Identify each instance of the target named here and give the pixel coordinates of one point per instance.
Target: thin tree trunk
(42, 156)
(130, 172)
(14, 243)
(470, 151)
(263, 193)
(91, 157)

+ + + +

## Your goal
All the lines above need to be printed again, exactly.

## Solution for this task
Identify each instance of the target named here and give the pixel coordinates of one point per instance.
Target: thin tree trunk
(42, 156)
(130, 172)
(14, 243)
(470, 151)
(263, 193)
(91, 157)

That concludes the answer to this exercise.